━━ Page extract ━━
Bushy’s Brewery boss Martin Brunnschweiler believes the island can pull together during the health crisis in a true community spirit in the style of his hero Winston Churchill.

Asked if we need some spirit in the style of the wartime British prime minister he said: ’I think we need a bit of that.

’I think we need to pull together. We do need that sort of spirit.’

Mr Brunnschweiler issued his rallying cry during an interview with Business News last Thursday, when the island still had no positive Covid-19 cases confirmed.

He owns the Bay Hotel in Port Erin which closed last week because of the coronavirus crisis.

A message on Facebook by the leaseholders Rock Food Concepts declared: ’We have made the difficult decision to cease trading at The Bay Hotel with immediate effect. Due to COVID - 19 we have been left in the devastating position where we have been forced to close our doors.

’It is certainly not the end of the road for the pub which we hope will come back even stronger but at the moment we have no idea when. Be safe people.’

Pubs, restaurants and cafes have since been instructed to stop serving customers on site.

Sitting in his living room at the Bay, Mr Brunnschweiler said ’so many people’s lives depend on the hospitality trade’ which had already suffered in recent months because of factors such as the windy winter weather and campaigns such as ’Stoptober’ and ’Dry January’.

’Who knows what the future will hold?’ he said.

Mr Brunnschweiler said the announcement of the cancellation of the TT at the start of last week (March 16) was inevitable. He rcalled how the last time it was postponed was in 2001 during the Foot and Mouth crisis. That was the year he re-opened the Bay, a grand Victorian establishment, after renovation work.

Mr Brunnscheweiler points to part of his collection of Winston Churchill Toby jugs, which he has been collecting for years, and says he is a hero of his.

He says: ’These measures the Isle of Man is making now, maybe they will get results which means that something could happen later in the summer. Listen, my glass is always half full and I have an optimistic streak.’

This is his 35th year in brewing and, he says, without doubt the toughest. Bushy’s is synonymous with the TT Festival. Four people as well as himself , work at the brewery which is based at Mount Murray, Braddan.

Talking generally, he said: ’I suppose it’s the uncertainty, I mean Foot and Mouth was an uncertain time and we all obviously came through that.

’It’s going to have to be a case of everybody being kind, considerate and we have just got to realise these are unprecedented times.
━━━
━━ Data shown ━━
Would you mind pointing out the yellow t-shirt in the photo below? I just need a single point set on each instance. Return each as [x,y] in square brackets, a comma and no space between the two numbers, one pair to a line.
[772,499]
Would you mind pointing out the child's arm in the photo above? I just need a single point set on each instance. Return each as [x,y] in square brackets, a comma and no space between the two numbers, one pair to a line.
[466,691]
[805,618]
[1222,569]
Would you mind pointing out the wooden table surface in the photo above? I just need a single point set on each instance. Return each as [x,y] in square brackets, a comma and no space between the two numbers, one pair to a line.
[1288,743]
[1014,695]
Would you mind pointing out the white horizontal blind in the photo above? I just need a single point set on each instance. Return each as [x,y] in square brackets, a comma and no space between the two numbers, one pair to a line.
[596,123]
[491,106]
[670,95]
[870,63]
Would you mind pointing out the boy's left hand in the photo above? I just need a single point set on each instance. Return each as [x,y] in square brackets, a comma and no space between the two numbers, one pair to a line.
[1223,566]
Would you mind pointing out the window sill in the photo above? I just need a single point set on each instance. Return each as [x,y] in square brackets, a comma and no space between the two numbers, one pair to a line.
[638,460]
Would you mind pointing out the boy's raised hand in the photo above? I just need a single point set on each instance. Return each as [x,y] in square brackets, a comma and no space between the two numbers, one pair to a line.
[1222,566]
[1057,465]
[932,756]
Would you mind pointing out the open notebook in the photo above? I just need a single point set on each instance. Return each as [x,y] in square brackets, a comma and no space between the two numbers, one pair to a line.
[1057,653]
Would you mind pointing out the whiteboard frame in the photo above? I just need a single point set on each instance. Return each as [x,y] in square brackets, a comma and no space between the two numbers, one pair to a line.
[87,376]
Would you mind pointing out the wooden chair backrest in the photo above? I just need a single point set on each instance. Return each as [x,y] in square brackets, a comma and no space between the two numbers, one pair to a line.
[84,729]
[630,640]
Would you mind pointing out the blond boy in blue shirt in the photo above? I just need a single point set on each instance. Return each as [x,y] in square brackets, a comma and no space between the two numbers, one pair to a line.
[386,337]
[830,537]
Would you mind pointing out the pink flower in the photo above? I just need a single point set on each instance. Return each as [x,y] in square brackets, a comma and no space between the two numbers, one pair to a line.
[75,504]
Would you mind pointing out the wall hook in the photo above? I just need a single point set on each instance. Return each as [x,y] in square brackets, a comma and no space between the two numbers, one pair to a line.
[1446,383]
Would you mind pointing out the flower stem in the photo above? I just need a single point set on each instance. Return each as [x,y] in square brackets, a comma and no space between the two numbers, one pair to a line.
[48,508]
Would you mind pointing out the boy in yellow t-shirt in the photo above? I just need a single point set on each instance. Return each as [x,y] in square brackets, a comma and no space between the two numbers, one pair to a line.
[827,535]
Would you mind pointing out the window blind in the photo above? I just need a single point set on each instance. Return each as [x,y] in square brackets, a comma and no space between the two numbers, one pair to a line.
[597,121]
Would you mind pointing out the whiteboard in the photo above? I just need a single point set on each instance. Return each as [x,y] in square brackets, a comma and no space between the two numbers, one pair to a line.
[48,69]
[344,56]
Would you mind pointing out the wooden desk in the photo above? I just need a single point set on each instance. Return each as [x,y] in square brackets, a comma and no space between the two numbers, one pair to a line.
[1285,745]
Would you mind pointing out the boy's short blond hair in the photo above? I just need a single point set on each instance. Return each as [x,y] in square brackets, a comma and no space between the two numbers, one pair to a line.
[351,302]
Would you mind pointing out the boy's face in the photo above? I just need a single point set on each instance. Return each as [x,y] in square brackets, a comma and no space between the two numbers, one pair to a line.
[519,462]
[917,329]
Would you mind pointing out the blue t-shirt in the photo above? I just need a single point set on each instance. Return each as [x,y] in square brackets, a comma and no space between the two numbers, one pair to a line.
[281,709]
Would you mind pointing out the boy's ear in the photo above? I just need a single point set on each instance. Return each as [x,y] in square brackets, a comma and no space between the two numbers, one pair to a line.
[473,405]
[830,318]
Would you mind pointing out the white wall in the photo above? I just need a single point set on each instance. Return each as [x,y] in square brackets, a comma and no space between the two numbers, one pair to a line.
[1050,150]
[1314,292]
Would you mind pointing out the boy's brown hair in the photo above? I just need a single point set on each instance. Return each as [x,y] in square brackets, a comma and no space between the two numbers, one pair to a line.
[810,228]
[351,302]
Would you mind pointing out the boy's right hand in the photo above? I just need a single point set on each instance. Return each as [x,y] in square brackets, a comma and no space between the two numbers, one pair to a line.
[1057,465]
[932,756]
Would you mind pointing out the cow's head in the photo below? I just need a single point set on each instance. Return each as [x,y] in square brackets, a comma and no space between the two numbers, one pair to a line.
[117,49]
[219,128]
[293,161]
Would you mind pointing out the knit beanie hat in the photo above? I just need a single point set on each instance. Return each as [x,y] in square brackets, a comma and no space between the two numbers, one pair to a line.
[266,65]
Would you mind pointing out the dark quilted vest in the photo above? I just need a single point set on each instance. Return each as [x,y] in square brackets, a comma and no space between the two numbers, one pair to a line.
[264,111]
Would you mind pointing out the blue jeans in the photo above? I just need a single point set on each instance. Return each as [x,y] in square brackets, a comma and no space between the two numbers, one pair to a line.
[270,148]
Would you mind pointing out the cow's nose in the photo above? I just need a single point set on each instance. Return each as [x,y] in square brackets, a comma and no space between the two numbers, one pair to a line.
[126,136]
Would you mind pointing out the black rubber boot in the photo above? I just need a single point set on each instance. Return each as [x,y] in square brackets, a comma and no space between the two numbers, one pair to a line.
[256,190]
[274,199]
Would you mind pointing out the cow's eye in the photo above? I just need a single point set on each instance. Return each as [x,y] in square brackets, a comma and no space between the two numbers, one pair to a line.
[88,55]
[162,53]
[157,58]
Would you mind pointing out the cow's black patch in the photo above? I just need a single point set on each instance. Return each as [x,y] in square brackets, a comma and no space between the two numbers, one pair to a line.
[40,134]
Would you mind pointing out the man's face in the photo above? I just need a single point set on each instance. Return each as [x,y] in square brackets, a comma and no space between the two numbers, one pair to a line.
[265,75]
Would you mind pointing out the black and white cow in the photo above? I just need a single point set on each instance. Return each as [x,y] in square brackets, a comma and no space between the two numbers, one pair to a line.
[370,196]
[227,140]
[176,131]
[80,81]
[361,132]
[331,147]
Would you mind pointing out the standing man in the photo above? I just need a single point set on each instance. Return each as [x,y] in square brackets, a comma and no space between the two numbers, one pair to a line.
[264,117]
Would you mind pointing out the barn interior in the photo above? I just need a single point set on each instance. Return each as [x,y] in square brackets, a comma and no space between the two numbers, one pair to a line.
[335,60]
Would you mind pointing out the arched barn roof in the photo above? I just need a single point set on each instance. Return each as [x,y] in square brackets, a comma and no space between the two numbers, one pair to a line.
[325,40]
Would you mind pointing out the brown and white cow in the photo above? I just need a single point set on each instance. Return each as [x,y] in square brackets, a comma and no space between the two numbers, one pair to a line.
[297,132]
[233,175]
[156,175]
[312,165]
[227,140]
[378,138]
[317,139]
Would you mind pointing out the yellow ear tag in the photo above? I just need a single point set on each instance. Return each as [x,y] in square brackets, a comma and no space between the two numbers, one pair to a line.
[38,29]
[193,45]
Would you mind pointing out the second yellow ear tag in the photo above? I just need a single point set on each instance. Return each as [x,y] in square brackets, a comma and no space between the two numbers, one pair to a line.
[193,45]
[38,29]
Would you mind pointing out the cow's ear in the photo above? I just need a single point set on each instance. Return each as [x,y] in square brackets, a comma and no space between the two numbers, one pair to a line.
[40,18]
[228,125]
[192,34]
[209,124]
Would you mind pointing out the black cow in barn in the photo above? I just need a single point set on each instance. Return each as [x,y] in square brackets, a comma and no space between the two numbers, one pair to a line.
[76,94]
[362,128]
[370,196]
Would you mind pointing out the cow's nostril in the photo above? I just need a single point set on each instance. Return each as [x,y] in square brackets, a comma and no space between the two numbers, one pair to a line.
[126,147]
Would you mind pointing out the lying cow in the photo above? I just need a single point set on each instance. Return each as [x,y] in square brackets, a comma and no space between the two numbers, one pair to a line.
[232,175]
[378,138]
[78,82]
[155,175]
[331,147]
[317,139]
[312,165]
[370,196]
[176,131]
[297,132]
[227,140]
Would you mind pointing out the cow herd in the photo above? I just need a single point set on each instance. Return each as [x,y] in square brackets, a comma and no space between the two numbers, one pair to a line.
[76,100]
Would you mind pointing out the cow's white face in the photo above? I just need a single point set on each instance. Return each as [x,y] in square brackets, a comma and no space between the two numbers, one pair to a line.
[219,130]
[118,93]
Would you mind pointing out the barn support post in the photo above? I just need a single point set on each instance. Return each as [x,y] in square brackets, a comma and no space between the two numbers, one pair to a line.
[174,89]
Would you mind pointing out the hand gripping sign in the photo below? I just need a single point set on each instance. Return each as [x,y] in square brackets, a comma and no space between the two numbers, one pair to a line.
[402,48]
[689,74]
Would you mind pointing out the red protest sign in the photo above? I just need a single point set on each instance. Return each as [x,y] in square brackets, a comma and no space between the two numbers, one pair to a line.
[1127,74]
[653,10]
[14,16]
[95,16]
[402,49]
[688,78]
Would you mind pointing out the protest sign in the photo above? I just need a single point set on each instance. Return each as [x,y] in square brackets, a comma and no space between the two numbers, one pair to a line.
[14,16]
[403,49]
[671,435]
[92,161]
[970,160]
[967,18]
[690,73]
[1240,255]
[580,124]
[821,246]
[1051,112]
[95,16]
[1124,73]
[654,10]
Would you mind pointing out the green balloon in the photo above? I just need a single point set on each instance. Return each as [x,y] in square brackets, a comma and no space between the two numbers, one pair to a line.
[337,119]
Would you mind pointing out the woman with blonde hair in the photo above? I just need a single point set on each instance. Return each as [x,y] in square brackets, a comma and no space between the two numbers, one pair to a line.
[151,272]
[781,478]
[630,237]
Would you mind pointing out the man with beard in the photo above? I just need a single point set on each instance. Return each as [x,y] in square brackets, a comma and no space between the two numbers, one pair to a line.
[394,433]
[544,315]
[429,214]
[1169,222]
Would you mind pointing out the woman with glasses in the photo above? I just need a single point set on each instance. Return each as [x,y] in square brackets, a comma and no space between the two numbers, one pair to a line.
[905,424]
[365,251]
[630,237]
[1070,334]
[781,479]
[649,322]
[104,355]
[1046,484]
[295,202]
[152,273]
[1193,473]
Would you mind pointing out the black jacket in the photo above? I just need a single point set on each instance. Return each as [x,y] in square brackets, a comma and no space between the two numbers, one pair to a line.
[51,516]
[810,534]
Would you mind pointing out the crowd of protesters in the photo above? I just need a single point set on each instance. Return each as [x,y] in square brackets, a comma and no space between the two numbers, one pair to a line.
━━━
- **Task details**
Please write out the Bushy's Brewery article word for word, everything from "A message on" down to "hold?’ he said.".

- **Result**
A message on Facebook by the leaseholders Rock Food Concepts declared: ’We have made the difficult decision to cease trading at The Bay Hotel with immediate effect. Due to COVID - 19 we have been left in the devastating position where we have been forced to close our doors.

’It is certainly not the end of the road for the pub which we hope will come back even stronger but at the moment we have no idea when. Be safe people.’

Pubs, restaurants and cafes have since been instructed to stop serving customers on site.

Sitting in his living room at the Bay, Mr Brunnschweiler said ’so many people’s lives depend on the hospitality trade’ which had already suffered in recent months because of factors such as the windy winter weather and campaigns such as ’Stoptober’ and ’Dry January’.

’Who knows what the future will hold?’ he said.